-- BEGIN Provided material --
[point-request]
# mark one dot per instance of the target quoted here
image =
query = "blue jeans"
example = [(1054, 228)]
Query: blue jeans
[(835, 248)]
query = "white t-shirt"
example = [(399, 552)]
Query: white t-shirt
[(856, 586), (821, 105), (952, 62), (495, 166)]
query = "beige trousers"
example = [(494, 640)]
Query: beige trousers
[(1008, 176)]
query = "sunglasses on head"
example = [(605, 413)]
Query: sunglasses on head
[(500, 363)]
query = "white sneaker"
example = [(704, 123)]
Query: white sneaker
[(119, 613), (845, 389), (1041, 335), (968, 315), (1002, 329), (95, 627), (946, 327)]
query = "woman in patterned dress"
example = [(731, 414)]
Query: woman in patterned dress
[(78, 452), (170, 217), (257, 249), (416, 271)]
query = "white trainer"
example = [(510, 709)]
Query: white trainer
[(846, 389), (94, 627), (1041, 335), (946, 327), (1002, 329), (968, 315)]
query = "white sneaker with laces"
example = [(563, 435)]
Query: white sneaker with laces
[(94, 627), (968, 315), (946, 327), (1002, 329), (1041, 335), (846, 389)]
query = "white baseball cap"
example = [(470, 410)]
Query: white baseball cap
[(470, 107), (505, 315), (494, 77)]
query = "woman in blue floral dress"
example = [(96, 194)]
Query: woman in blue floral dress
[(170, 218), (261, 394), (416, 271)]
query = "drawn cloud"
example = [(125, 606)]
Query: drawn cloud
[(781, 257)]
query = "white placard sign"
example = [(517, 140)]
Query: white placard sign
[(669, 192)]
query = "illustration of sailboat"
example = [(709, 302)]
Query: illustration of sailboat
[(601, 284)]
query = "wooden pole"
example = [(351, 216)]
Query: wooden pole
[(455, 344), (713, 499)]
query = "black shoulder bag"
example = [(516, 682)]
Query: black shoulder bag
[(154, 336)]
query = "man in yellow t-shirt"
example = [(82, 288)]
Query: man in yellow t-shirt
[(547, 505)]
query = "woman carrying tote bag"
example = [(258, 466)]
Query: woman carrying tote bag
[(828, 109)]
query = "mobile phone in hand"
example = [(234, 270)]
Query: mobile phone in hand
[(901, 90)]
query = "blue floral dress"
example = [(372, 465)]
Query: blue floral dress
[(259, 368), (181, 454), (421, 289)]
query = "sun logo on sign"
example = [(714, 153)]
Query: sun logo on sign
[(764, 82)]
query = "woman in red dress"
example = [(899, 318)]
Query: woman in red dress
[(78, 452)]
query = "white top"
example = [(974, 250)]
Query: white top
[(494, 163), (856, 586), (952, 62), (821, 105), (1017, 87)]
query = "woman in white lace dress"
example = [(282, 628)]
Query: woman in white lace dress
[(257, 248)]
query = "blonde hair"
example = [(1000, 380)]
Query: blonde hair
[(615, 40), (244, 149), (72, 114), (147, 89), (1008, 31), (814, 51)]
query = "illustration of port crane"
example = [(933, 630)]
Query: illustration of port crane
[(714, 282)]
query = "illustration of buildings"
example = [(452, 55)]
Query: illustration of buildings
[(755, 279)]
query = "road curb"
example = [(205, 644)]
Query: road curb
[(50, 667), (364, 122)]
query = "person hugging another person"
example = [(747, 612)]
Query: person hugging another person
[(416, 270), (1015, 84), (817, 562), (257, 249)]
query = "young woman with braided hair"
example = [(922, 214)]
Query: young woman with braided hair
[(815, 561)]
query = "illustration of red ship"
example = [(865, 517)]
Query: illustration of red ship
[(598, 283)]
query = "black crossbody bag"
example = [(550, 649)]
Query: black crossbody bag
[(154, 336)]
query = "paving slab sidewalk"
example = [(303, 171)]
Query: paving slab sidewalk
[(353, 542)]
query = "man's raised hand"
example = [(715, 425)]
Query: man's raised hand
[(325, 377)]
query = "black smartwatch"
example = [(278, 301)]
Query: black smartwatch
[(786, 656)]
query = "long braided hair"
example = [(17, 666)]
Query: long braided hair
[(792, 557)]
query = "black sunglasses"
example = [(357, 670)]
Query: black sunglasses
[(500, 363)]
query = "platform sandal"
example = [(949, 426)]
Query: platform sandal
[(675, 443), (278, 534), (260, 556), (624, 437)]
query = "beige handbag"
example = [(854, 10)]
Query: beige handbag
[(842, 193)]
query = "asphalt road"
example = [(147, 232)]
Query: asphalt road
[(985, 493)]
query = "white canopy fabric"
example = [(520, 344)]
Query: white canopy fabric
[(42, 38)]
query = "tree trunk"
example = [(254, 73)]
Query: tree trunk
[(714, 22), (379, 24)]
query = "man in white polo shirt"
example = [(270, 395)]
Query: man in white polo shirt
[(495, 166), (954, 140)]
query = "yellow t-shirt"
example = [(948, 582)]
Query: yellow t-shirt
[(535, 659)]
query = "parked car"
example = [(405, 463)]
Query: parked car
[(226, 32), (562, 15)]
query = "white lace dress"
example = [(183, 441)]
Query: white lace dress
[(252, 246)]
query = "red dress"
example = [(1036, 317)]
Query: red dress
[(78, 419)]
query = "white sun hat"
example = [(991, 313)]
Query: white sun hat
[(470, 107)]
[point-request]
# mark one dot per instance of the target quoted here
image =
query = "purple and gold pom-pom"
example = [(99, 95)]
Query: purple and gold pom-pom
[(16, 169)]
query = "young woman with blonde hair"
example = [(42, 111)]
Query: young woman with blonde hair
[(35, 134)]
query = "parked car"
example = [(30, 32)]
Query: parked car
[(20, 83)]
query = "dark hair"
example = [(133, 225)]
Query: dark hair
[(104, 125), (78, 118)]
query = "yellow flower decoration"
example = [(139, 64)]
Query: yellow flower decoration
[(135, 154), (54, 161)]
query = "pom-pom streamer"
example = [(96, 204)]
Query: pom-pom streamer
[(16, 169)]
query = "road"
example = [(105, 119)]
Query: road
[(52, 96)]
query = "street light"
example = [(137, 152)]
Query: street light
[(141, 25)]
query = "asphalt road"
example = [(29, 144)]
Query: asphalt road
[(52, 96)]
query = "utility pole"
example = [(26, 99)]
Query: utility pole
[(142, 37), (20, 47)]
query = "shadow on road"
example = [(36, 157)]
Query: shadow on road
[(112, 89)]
-- END Provided material --
Retype all of the material, keeping each line exact.

[point-request]
# mark one dot per instance of the target quoted here
image =
query = "blue jeans"
example = [(1054, 228)]
Query: blue jeans
[(835, 248)]
query = "white t-shirt"
example = [(399, 552)]
Query: white t-shirt
[(856, 586), (821, 105), (952, 62), (495, 166)]
query = "beige trousers"
example = [(494, 640)]
Query: beige trousers
[(1008, 176)]
query = "sunglasses on head"
example = [(605, 413)]
Query: sunglasses on head
[(500, 363)]
query = "white sneaker"
example = [(704, 123)]
Query: white sneaker
[(119, 613), (845, 389), (1041, 335), (968, 315), (1002, 329), (95, 627), (946, 327)]
query = "woman in patterned dress"
example = [(731, 414)]
Query: woman in patterned dress
[(78, 452), (170, 217), (257, 249), (416, 271)]
query = "white trainer"
example = [(510, 709)]
Query: white trainer
[(846, 389), (94, 627), (1041, 335), (946, 327), (1002, 329), (968, 315)]
query = "white sneaker with laces"
example = [(563, 435)]
Query: white sneaker with laces
[(94, 627), (968, 315), (946, 327), (1002, 329), (1041, 335), (846, 389)]
query = "white baseball cap"
example = [(470, 410)]
Query: white baseball cap
[(470, 107), (505, 315), (494, 77)]
query = "woman in blue floral dress"
example = [(96, 194)]
Query: woman in blue floral dress
[(170, 218), (261, 394), (416, 271)]
query = "drawn cloud"
example = [(125, 606)]
Query: drawn cloud
[(781, 257)]
query = "white placard sign"
example = [(517, 140)]
Query: white placard sign
[(669, 192)]
query = "illustration of sailboat"
example = [(709, 302)]
Query: illustration of sailboat
[(601, 284)]
query = "wooden pole"
example = [(351, 216)]
Query: wooden pole
[(455, 344), (713, 499)]
query = "black shoulder bag"
example = [(516, 682)]
Query: black shoulder bag
[(154, 336)]
query = "man in yellow t-shirt"
example = [(82, 288)]
Query: man in yellow t-shirt
[(547, 505)]
query = "woman carrying tote bag"
example = [(258, 466)]
Query: woman carrying tote bag
[(828, 109)]
query = "mobile phone in hand"
example = [(234, 270)]
Query: mobile phone in hand
[(901, 90)]
query = "blue floral dress"
example = [(372, 465)]
Query: blue floral dress
[(259, 368), (181, 454), (421, 289)]
query = "sun logo on sign"
example = [(714, 153)]
Query: sun logo on sign
[(764, 82)]
query = "woman in red dress"
example = [(899, 318)]
Query: woman in red dress
[(78, 452)]
query = "white top"
example = [(974, 250)]
Query: white top
[(494, 163), (856, 586), (952, 62), (821, 105), (1017, 87)]
query = "woman in white lace dress"
example = [(282, 628)]
Query: woman in white lace dress
[(257, 248)]
query = "blonde hair"
example = [(1000, 380)]
Query: blonde hair
[(615, 40), (244, 149), (72, 114), (147, 89), (1008, 31), (814, 51)]
query = "illustration of port crane"
example = [(933, 630)]
Query: illustration of port crane
[(714, 282)]
query = "illustration of buildings"
example = [(452, 55)]
Query: illustration of buildings
[(755, 279)]
query = "road curb"
example = [(205, 644)]
Query: road curb
[(50, 667), (364, 122)]
query = "person hugging another person"
example = [(747, 612)]
Query: person hugging another person
[(416, 270), (1015, 84), (817, 562), (257, 249)]
query = "young woman with braided hair"
example = [(922, 214)]
Query: young woman with braided hair
[(815, 561)]
query = "illustration of red ship"
example = [(865, 517)]
Query: illustration of red ship
[(598, 283)]
query = "black crossbody bag"
example = [(550, 649)]
Query: black crossbody bag
[(154, 336)]
query = "paving slab sidewalk"
example = [(303, 171)]
Query: paving slab sidewalk
[(353, 542)]
query = "man's raised hand"
example = [(715, 425)]
Query: man's raised hand
[(325, 377)]
query = "black smartwatch"
example = [(278, 301)]
Query: black smartwatch
[(786, 656)]
query = "long braided hair"
example = [(17, 666)]
Query: long braided hair
[(792, 557)]
query = "black sunglasses"
example = [(357, 670)]
Query: black sunglasses
[(500, 363)]
query = "platform sandal"
example = [(949, 426)]
Query: platform sandal
[(675, 443), (278, 534), (260, 556), (624, 437)]
query = "beige handbag"
example = [(854, 10)]
Query: beige handbag
[(842, 193)]
query = "asphalt road"
example = [(147, 232)]
Query: asphalt road
[(985, 493)]
query = "white canopy fabric"
example = [(520, 344)]
Query: white canopy fabric
[(42, 38)]
query = "tree trunk"
example = [(254, 73)]
Query: tree trunk
[(714, 22), (379, 24)]
query = "man in white polo shirt"
example = [(270, 395)]
Query: man in white polo shirt
[(495, 166), (954, 140)]
query = "yellow t-shirt"
example = [(948, 582)]
Query: yellow t-shirt
[(535, 659)]
query = "parked car"
example = [(405, 463)]
Query: parked car
[(226, 32), (562, 15)]
query = "white lace dress"
example = [(183, 441)]
Query: white lace dress
[(252, 246)]
query = "red dress"
example = [(1036, 317)]
Query: red dress
[(78, 419)]
query = "white sun hat"
example = [(991, 313)]
Query: white sun hat
[(470, 107)]
[point-request]
# mark one dot per instance of the target quoted here
image =
query = "purple and gold pom-pom"
example = [(99, 95)]
Query: purple and gold pom-pom
[(16, 169)]
query = "young woman with blonde hair"
example = [(42, 111)]
Query: young woman with blonde hair
[(35, 134)]
query = "parked car"
example = [(30, 32)]
Query: parked car
[(20, 83)]
query = "dark hair"
example = [(133, 225)]
Query: dark hair
[(104, 125), (78, 118)]
query = "yellow flower decoration"
example = [(139, 64)]
Query: yellow flower decoration
[(135, 154), (54, 161)]
query = "pom-pom streamer"
example = [(96, 204)]
Query: pom-pom streamer
[(16, 169)]
query = "road"
example = [(105, 119)]
Query: road
[(52, 96)]
query = "street light"
example = [(137, 152)]
Query: street light
[(141, 25)]
query = "asphalt road"
example = [(29, 144)]
Query: asphalt road
[(52, 96)]
query = "utility pole"
example = [(26, 99)]
Query: utility pole
[(142, 37), (20, 47)]
query = "shadow on road"
example = [(36, 157)]
Query: shadow on road
[(112, 89)]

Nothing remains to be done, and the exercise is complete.